**TO BE DONE:** Copy out word for word the records from the line containing "Target: dark hillside" through the end of the records, including both ends. Leave the pictures out of your answer.

(Coordinate annotation entries)

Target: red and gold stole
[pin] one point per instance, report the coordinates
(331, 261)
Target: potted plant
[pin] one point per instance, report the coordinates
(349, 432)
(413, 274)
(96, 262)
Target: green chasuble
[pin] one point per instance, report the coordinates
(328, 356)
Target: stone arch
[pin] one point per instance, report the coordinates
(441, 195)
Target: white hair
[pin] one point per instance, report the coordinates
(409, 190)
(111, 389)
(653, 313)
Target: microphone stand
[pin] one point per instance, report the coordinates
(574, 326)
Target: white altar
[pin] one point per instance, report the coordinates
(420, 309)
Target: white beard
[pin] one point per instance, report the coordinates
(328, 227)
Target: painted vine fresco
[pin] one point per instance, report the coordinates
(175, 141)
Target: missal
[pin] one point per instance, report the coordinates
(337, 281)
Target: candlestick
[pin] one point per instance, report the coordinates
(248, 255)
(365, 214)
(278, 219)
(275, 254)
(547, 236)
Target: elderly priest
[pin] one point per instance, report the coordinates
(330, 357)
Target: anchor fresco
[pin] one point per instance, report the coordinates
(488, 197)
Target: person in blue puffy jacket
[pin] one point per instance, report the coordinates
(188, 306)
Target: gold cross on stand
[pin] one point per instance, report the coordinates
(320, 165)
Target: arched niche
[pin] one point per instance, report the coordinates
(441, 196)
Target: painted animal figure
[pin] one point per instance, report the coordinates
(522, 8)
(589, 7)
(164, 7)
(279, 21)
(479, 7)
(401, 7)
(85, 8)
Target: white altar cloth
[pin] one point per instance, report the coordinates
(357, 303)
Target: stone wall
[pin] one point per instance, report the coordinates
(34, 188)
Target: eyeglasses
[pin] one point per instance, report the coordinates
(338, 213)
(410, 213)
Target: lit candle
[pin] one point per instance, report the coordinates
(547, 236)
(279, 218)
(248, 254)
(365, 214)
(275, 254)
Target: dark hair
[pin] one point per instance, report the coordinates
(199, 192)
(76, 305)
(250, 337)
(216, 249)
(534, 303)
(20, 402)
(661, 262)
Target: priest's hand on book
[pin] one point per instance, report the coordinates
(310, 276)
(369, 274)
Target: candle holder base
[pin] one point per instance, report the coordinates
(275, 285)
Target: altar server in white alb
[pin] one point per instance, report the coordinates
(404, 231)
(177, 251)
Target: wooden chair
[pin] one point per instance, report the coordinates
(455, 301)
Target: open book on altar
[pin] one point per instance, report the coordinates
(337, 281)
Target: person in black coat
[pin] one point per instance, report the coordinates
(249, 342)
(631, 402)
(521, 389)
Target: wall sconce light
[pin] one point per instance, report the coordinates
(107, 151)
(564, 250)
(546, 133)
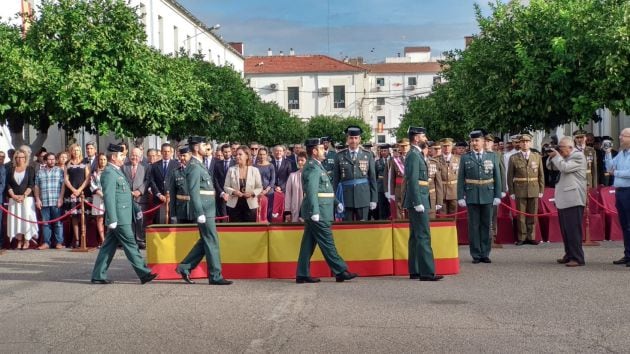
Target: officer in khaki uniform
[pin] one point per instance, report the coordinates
(579, 137)
(202, 203)
(479, 189)
(119, 212)
(179, 199)
(526, 183)
(354, 178)
(448, 167)
(317, 211)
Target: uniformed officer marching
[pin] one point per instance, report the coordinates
(202, 203)
(526, 183)
(118, 217)
(178, 190)
(478, 189)
(354, 178)
(317, 210)
(416, 201)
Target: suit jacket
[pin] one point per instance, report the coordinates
(253, 185)
(139, 183)
(531, 169)
(282, 172)
(570, 190)
(158, 179)
(218, 177)
(116, 196)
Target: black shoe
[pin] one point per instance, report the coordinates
(345, 275)
(221, 282)
(148, 278)
(302, 280)
(433, 278)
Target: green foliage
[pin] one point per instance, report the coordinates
(334, 127)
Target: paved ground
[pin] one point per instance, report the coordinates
(522, 302)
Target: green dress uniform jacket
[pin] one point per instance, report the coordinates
(179, 199)
(119, 207)
(319, 199)
(358, 178)
(202, 202)
(479, 182)
(420, 261)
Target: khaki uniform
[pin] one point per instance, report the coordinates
(448, 174)
(525, 180)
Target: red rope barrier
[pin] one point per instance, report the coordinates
(41, 222)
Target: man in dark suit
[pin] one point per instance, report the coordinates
(137, 177)
(158, 180)
(218, 178)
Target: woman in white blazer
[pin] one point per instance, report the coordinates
(243, 185)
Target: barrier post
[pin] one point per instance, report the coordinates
(587, 224)
(83, 241)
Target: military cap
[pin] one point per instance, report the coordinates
(353, 130)
(115, 148)
(312, 142)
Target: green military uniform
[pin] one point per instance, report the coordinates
(354, 180)
(479, 183)
(179, 198)
(526, 181)
(118, 209)
(319, 199)
(202, 202)
(416, 181)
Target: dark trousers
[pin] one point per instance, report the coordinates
(570, 220)
(622, 197)
(241, 212)
(479, 219)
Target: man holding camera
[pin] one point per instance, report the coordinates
(619, 167)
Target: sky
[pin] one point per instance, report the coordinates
(373, 29)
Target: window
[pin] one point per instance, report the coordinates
(293, 94)
(339, 99)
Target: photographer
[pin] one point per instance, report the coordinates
(570, 198)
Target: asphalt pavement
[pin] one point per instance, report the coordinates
(522, 302)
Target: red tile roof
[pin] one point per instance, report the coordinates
(400, 68)
(296, 64)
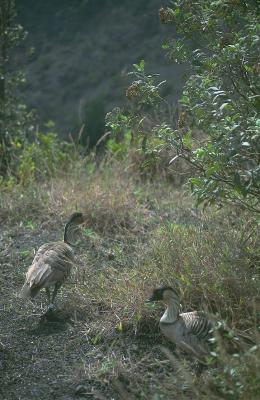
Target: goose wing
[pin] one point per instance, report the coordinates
(51, 264)
(197, 324)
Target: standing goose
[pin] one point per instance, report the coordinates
(51, 264)
(189, 331)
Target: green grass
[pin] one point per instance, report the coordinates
(138, 235)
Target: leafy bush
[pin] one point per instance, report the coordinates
(218, 128)
(220, 41)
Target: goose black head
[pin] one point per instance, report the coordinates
(160, 294)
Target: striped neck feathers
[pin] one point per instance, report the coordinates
(68, 231)
(171, 314)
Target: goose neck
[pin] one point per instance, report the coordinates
(171, 313)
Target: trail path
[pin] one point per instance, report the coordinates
(39, 360)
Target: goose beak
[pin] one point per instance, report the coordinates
(150, 300)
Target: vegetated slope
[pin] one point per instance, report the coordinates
(106, 342)
(82, 53)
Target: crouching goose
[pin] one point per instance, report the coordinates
(51, 264)
(189, 331)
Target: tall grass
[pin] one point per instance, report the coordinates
(138, 235)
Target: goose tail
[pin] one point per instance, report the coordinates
(25, 292)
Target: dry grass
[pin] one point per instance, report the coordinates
(139, 235)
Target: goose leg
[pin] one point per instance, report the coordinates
(55, 291)
(48, 294)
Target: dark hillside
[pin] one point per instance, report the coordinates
(78, 68)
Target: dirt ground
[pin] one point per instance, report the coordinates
(39, 358)
(49, 358)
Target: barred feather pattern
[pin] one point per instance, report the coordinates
(51, 265)
(189, 331)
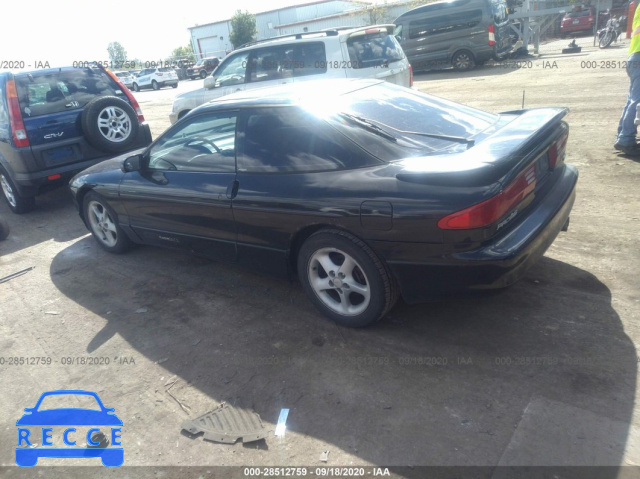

**CORRECT OUTPUT:**
Target: dark hillside
[pin] one point per instance, report the coordinates
(78, 68)
Target: dirt ground
[pin] one point per instance, report the coordinates
(39, 358)
(49, 358)
Target: barred feather pattern
[pin] one point per instance, report the coordinates
(51, 265)
(189, 331)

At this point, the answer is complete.